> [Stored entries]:

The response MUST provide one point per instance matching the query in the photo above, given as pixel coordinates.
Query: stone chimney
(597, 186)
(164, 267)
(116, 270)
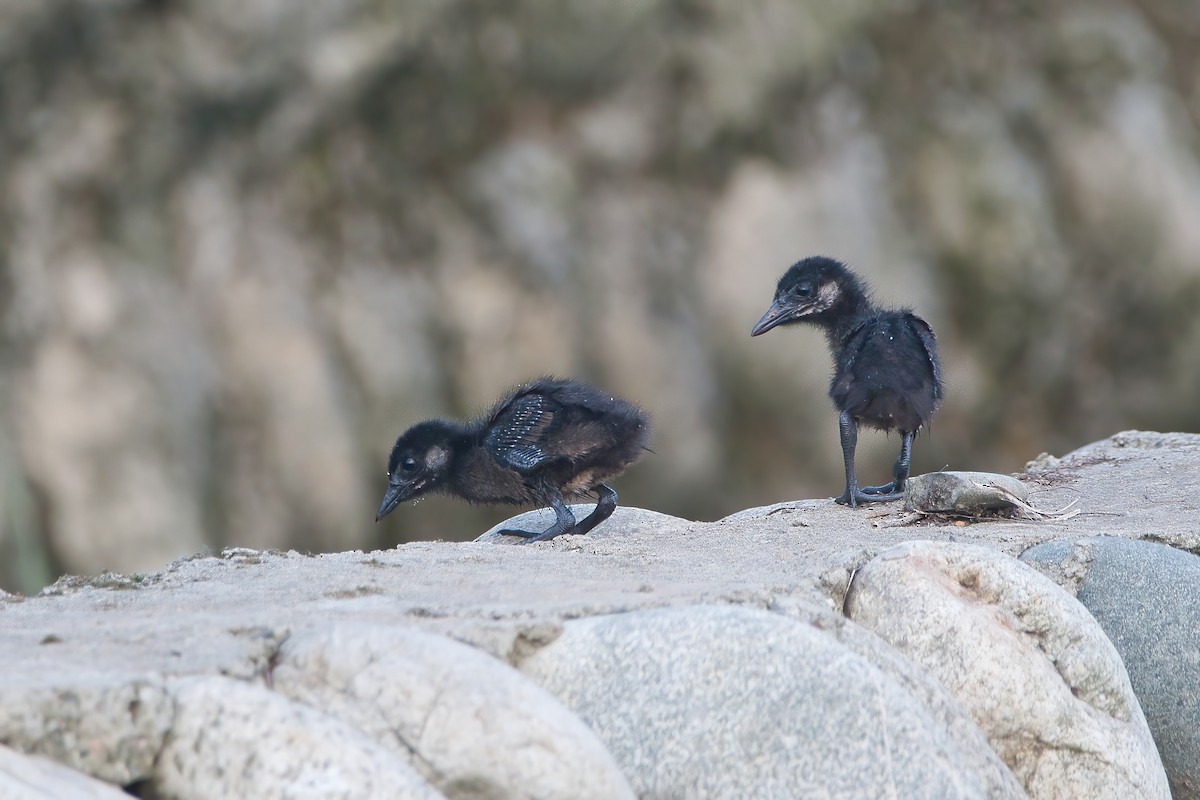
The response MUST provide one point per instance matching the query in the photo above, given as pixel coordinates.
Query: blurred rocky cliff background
(245, 244)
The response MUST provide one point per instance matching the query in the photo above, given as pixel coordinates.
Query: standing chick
(544, 441)
(886, 368)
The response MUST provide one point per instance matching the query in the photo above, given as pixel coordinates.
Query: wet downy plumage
(541, 443)
(886, 370)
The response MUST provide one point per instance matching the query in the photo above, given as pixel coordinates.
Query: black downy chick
(886, 368)
(543, 441)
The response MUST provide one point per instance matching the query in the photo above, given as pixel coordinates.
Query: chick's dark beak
(779, 312)
(396, 494)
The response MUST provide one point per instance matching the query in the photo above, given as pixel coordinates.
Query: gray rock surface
(1026, 660)
(87, 662)
(29, 777)
(1145, 597)
(718, 702)
(108, 726)
(232, 739)
(473, 726)
(963, 493)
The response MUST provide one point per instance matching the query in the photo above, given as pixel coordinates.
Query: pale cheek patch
(827, 296)
(437, 457)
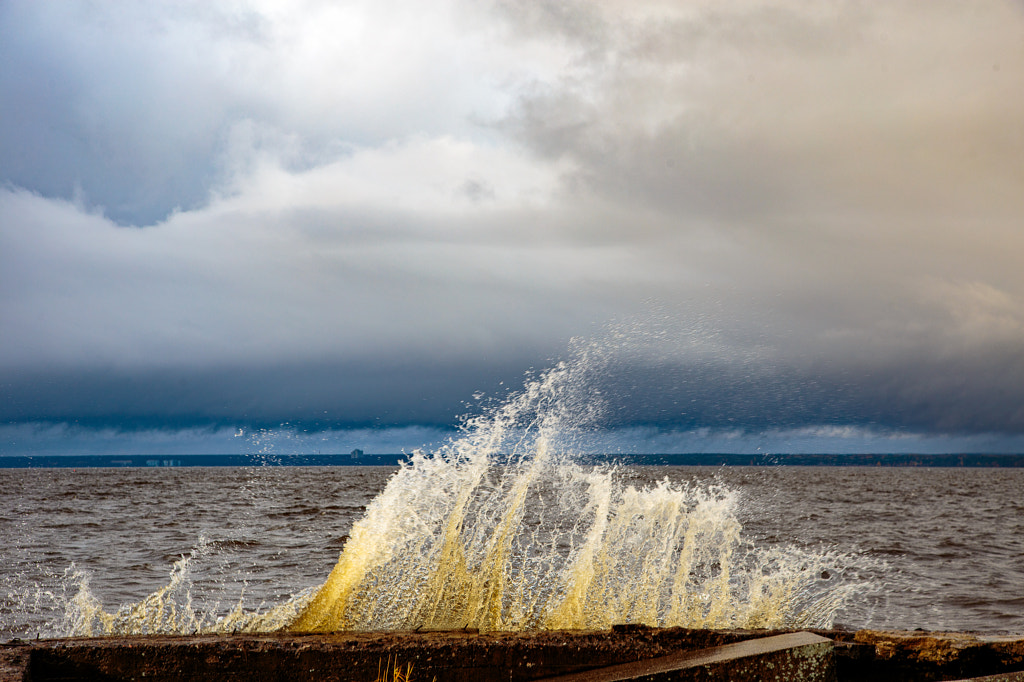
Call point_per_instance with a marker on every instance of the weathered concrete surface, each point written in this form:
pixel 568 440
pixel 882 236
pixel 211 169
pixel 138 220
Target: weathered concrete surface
pixel 491 656
pixel 343 656
pixel 798 656
pixel 1007 677
pixel 924 655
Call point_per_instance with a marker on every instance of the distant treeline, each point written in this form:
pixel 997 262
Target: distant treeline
pixel 702 459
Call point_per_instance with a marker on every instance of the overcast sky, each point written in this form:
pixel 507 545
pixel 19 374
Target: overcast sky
pixel 796 225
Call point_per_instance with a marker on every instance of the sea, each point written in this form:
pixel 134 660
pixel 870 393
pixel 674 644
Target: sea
pixel 176 549
pixel 510 526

> [What the task asks]:
Transcribe all of the entries word for word, but skip any pictures they contain.

> [Answer box]:
The response MUST provide one point per instance matching the query in the photo above, given as pixel coordinates.
Query: stone chimney
(597, 186)
(164, 267)
(116, 270)
The response MUST provide one point per instance matching the query in the photo above, given as pixel coordinates.
Query: blurred rocky cliff background
(245, 244)
The response MUST provide one point per instance matching the query in the photo above, given as pixel coordinates.
Query: standing chick
(544, 441)
(886, 368)
The response MUST provide one point per instance matching the query in the photo above, given as pixel coordinates.
Query: wet downy plumage
(541, 443)
(886, 370)
The response MUST provide one point per instance matching the query in the photo above, given as pixel coordinates.
Query: black downy chick
(886, 368)
(543, 441)
The response MUST provide one point per instance matching the query in the photo above, given as pixel coordinates.
Query: chick's dark beak
(779, 312)
(396, 494)
The response MUST provide one point per instance matching the query in the photo above, given as pixel coordinates.
Query: gray rock surface
(1026, 660)
(87, 662)
(29, 777)
(1145, 597)
(718, 702)
(108, 726)
(232, 739)
(473, 726)
(963, 493)
The response MUST provide one point per instance matching the query in the photo above, given as pixel coordinates.
Query: pale cheek patch
(827, 296)
(437, 457)
Call point_per_instance with a marker on every instance of the weathered concrete surface, each point written in this form:
pixel 568 440
pixel 882 236
pixel 211 169
pixel 138 220
Target: weathered concrete surface
pixel 491 656
pixel 343 656
pixel 798 656
pixel 1007 677
pixel 924 655
Call point_per_instance with a marker on every instance of the distant treeline, each point written in this form:
pixel 997 262
Target: distant treeline
pixel 702 459
Call point_per_instance with a marker on every instance of the overcast sky, each point written in this form:
pixel 507 545
pixel 19 374
Target: overcast sky
pixel 796 225
Call point_per_instance with a marker on every instance of the sea, each point written in this form:
pixel 134 660
pixel 870 393
pixel 674 644
Target: sea
pixel 176 549
pixel 510 526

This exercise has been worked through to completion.